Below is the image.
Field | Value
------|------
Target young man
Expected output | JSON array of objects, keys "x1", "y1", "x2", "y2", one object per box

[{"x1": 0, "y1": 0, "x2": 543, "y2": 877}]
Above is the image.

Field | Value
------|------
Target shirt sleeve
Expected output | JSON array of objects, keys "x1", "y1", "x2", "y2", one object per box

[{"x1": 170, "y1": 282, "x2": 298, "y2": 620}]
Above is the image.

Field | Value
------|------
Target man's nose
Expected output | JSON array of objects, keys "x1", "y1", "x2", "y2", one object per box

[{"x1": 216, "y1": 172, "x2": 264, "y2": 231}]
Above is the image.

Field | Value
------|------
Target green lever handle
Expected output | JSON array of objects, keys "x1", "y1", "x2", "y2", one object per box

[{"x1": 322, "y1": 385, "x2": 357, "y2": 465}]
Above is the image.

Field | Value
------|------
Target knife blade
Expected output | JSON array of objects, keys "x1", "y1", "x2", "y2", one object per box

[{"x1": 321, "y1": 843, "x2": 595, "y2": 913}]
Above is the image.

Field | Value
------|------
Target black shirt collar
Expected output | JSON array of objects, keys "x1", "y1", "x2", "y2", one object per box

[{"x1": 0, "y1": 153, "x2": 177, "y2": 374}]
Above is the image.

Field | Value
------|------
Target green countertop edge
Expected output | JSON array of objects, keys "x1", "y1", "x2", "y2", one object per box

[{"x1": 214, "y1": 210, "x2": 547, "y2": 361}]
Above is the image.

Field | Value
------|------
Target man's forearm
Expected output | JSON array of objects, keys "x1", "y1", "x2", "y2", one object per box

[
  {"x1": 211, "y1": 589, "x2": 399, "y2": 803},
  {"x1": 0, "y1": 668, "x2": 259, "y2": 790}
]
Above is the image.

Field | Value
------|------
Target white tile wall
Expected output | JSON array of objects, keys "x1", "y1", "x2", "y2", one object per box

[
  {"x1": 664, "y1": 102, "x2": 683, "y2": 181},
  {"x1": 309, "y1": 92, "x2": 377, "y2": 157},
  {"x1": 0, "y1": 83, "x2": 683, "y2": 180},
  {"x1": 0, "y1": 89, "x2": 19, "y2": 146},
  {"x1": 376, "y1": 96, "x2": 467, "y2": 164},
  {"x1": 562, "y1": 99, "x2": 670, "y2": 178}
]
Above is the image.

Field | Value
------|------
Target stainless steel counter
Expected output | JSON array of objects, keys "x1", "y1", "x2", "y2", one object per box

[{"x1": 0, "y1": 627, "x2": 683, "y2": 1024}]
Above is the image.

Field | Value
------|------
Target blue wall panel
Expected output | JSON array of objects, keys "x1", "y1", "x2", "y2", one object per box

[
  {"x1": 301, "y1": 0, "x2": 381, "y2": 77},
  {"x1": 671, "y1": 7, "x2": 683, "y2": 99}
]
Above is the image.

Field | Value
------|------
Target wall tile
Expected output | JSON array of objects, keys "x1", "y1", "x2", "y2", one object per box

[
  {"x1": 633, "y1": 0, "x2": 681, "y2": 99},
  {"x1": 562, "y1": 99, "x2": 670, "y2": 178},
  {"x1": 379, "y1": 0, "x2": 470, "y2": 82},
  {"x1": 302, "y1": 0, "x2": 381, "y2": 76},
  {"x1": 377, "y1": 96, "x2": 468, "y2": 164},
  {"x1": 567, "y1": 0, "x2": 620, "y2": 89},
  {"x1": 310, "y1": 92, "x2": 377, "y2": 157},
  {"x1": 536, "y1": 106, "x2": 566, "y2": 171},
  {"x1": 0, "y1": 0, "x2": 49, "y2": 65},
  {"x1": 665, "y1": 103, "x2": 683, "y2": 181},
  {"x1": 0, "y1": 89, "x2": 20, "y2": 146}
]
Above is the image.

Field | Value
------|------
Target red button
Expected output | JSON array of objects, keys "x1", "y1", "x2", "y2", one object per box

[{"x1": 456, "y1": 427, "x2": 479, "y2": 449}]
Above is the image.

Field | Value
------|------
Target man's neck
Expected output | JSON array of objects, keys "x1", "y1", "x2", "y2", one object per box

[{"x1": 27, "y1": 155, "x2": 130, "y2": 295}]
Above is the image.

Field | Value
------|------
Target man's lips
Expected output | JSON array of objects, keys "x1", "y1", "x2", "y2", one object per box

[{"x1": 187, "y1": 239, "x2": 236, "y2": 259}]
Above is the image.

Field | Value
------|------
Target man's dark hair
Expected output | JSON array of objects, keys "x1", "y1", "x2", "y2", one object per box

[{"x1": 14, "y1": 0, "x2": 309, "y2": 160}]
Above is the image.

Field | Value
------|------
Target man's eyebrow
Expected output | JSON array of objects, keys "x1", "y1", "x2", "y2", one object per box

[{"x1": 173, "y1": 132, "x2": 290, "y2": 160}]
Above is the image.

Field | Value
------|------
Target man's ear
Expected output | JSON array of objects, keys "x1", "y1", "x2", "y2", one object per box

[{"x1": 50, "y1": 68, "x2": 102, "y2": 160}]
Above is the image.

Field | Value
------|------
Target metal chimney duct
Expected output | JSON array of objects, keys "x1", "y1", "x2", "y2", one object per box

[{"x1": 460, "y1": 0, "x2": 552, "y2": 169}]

> SET TASK
How many of the lines above contain the string "green"? Case counts. Reply with the number alone.

> RESPONSE
2